Rows:
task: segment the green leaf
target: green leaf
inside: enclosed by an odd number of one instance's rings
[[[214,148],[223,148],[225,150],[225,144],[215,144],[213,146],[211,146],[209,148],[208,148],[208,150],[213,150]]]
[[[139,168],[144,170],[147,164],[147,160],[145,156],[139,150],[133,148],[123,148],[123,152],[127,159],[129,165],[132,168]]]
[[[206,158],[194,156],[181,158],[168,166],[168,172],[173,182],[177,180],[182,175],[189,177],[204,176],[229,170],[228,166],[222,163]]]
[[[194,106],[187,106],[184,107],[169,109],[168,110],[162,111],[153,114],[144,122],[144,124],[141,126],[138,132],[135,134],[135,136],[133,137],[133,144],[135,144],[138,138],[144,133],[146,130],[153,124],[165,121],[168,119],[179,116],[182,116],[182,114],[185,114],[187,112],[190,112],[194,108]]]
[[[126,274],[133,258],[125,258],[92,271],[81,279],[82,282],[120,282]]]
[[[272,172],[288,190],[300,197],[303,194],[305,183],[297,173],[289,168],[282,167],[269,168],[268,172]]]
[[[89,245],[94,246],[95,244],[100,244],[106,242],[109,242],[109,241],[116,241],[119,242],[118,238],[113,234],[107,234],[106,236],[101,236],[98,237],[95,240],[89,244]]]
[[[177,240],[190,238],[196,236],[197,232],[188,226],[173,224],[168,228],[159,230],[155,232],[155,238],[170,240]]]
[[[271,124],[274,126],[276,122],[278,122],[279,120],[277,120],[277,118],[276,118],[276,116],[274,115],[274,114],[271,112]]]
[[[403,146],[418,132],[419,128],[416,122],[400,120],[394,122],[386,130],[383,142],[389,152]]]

The request:
Rewrite every line of the records, substituting "fallen leaf" for each occurrence of "green leaf" and leaving everything else unchanged.

Worked solution:
task: segment the fallen leaf
target: fallen leaf
inside: enclosed by an odd number of one instance's rings
[[[214,148],[223,148],[225,150],[225,144],[215,144],[213,146],[211,146],[209,148],[208,148],[208,150],[213,150]]]
[[[139,168],[144,170],[147,164],[147,160],[145,156],[139,150],[133,148],[123,148],[123,152],[127,159],[129,165],[132,168]]]
[[[206,158],[194,156],[181,158],[168,166],[168,172],[173,182],[177,180],[182,175],[189,177],[204,176],[229,170],[228,166],[222,163]]]
[[[194,106],[187,106],[184,107],[169,109],[168,110],[162,111],[153,114],[144,122],[144,124],[141,126],[138,132],[135,134],[135,136],[133,137],[133,144],[135,144],[138,138],[144,133],[146,130],[153,124],[165,121],[168,119],[179,116],[182,116],[182,114],[185,114],[187,112],[190,112],[194,108]]]
[[[126,274],[133,258],[125,258],[92,271],[81,279],[82,282],[120,282]]]
[[[272,172],[288,190],[300,197],[303,194],[305,183],[297,173],[289,168],[282,167],[269,168],[268,172]]]
[[[89,245],[94,246],[95,244],[100,244],[106,242],[109,242],[109,241],[116,241],[119,242],[118,238],[113,234],[107,234],[106,236],[101,236],[98,237],[95,240],[89,244]]]
[[[177,240],[190,238],[196,236],[197,232],[188,226],[173,224],[168,228],[159,230],[155,232],[155,238],[170,240]]]
[[[271,124],[274,126],[276,122],[278,122],[279,120],[277,120],[277,118],[276,118],[276,116],[274,115],[274,114],[271,112]]]
[[[403,146],[418,132],[419,128],[416,122],[400,120],[394,122],[386,130],[383,142],[389,152]]]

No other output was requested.